Items listed in a dataset
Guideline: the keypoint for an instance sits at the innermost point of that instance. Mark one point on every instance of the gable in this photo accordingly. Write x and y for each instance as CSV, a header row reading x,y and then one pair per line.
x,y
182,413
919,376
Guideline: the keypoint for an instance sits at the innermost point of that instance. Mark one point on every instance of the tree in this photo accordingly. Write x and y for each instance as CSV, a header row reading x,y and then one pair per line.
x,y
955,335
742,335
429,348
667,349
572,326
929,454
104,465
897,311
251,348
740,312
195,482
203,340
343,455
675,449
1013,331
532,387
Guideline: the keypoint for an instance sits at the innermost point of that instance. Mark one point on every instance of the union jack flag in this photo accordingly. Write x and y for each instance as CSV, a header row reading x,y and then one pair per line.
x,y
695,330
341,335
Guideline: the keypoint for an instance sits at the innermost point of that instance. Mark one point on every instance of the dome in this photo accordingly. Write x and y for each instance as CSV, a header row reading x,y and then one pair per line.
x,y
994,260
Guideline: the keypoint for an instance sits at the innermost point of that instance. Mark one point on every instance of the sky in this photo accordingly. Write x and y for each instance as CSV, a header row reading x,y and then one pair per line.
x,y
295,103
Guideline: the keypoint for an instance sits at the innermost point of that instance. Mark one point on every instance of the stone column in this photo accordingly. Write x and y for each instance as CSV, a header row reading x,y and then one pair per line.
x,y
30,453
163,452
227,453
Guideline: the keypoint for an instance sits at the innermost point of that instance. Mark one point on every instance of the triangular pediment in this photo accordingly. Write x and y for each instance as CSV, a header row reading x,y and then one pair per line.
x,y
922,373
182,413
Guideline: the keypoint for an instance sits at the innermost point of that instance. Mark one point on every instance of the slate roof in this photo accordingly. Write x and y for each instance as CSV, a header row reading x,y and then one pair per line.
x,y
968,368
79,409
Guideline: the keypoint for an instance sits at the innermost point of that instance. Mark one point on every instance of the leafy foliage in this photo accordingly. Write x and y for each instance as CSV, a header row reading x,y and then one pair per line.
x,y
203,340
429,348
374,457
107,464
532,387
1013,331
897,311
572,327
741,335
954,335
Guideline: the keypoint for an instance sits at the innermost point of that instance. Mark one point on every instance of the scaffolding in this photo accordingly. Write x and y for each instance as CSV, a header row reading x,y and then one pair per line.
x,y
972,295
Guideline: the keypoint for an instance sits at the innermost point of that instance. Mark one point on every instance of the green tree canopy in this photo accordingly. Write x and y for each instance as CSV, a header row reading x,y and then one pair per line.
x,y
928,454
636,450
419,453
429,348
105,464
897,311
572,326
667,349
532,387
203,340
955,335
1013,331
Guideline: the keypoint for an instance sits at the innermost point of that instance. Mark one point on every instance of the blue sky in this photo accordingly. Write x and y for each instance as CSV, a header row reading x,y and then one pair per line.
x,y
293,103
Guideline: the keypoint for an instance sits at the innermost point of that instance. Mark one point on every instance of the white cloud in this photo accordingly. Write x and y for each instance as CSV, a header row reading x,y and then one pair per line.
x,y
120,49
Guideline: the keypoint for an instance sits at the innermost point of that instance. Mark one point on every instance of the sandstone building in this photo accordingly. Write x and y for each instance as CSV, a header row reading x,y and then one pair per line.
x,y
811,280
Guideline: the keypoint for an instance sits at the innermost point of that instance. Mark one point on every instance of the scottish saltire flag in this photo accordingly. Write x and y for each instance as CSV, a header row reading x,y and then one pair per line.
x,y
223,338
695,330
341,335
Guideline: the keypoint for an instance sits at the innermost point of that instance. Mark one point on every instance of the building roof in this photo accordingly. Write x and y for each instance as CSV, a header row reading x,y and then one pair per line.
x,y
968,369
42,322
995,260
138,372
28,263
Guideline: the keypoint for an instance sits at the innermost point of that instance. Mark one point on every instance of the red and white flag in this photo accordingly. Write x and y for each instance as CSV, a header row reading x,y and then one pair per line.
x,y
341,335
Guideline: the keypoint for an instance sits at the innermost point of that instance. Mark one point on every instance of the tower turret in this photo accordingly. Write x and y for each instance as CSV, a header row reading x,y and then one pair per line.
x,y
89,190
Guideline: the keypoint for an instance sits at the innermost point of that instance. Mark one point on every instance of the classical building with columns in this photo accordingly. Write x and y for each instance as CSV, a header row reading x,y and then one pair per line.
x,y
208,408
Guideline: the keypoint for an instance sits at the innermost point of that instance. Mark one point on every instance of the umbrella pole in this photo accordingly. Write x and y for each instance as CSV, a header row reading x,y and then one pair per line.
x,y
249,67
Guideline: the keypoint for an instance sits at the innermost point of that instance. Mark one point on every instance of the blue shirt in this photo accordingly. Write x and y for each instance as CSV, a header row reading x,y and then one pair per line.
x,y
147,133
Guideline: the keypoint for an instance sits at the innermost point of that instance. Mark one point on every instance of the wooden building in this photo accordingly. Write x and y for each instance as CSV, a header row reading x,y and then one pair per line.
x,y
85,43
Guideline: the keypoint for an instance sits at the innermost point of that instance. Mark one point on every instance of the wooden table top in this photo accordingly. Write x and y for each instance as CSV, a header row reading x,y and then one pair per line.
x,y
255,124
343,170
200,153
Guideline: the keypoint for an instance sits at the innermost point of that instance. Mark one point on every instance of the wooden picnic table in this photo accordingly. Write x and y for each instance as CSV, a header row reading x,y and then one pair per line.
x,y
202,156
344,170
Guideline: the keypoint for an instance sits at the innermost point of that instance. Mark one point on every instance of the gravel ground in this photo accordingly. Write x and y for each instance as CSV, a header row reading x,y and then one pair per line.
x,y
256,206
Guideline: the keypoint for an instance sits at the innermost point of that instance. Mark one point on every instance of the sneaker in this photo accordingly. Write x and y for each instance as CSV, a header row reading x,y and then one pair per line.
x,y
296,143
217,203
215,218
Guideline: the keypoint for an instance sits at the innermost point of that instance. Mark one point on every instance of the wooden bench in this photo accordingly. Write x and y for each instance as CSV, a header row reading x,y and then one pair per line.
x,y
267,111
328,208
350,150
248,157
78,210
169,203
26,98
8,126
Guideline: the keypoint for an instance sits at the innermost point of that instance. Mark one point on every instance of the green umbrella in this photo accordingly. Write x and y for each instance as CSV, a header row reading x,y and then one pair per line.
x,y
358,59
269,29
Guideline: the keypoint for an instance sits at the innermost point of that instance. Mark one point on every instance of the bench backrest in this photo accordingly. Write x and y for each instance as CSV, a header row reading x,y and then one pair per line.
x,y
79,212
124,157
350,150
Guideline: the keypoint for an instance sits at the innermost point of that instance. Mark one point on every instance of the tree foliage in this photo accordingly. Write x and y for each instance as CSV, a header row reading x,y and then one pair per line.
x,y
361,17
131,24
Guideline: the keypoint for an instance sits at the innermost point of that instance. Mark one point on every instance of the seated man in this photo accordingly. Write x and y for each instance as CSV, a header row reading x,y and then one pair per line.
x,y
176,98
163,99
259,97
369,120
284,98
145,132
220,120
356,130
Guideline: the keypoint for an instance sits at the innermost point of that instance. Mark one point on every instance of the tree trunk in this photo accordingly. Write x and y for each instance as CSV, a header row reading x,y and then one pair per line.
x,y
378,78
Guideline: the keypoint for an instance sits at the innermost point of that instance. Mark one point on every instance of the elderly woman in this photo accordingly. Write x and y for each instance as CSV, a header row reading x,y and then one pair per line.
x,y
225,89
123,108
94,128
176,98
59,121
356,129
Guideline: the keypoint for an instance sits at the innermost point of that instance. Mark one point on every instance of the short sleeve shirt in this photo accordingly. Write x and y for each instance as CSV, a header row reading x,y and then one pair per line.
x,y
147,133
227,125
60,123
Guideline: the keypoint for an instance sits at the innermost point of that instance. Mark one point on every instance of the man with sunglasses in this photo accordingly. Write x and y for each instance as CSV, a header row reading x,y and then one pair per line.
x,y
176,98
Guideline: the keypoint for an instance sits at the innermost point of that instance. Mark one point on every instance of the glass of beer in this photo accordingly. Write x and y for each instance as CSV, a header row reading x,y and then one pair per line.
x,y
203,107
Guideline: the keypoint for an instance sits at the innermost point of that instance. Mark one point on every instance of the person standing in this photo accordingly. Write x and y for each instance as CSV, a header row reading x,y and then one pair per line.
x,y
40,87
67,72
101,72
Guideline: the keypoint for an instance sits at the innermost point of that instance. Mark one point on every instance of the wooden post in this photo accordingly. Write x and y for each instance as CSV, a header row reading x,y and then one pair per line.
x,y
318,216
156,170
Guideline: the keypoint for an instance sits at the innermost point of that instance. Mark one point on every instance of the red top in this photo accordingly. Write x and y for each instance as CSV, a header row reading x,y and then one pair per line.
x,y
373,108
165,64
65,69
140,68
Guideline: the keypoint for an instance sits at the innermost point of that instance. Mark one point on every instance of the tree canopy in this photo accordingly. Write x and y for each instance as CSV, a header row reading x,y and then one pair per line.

#### Your assignment
Copy exactly the line that contains "of the person" and every line after it through the end of the entries, with nothing added.

#### Reply
Guideline: the keypoint for an instance sits at the innermost point of that instance. Mark one point on every instance of the person standing in this photo accordingly. Write x and y for each instance as CSV, a header row reading x,y and then one pair per line.
x,y
40,87
67,72
101,72
Guideline: the keypoint for an instance sits at the innermost point of that instance. Mark one point on every instance of the wooden post in this photo accordingly. Write x and y for each instance as CSV, a header row reading x,y and then one pair per line.
x,y
318,216
156,170
Guideline: the keypoint for an instance sits at the innermost point of that instance. Mark one point on every instance of the red top in this photo accordingly. Write x and y for each instance as CSV, a header row reading x,y and then one pair per line.
x,y
373,108
165,64
65,69
140,68
Guideline: the keypoint for an instance sits at the innermost point of that instance. Mark one point on every instance of the tree canopy in this photo accordingly. Write x and y for each instance as CSV, a header row reading x,y and then one pair per line.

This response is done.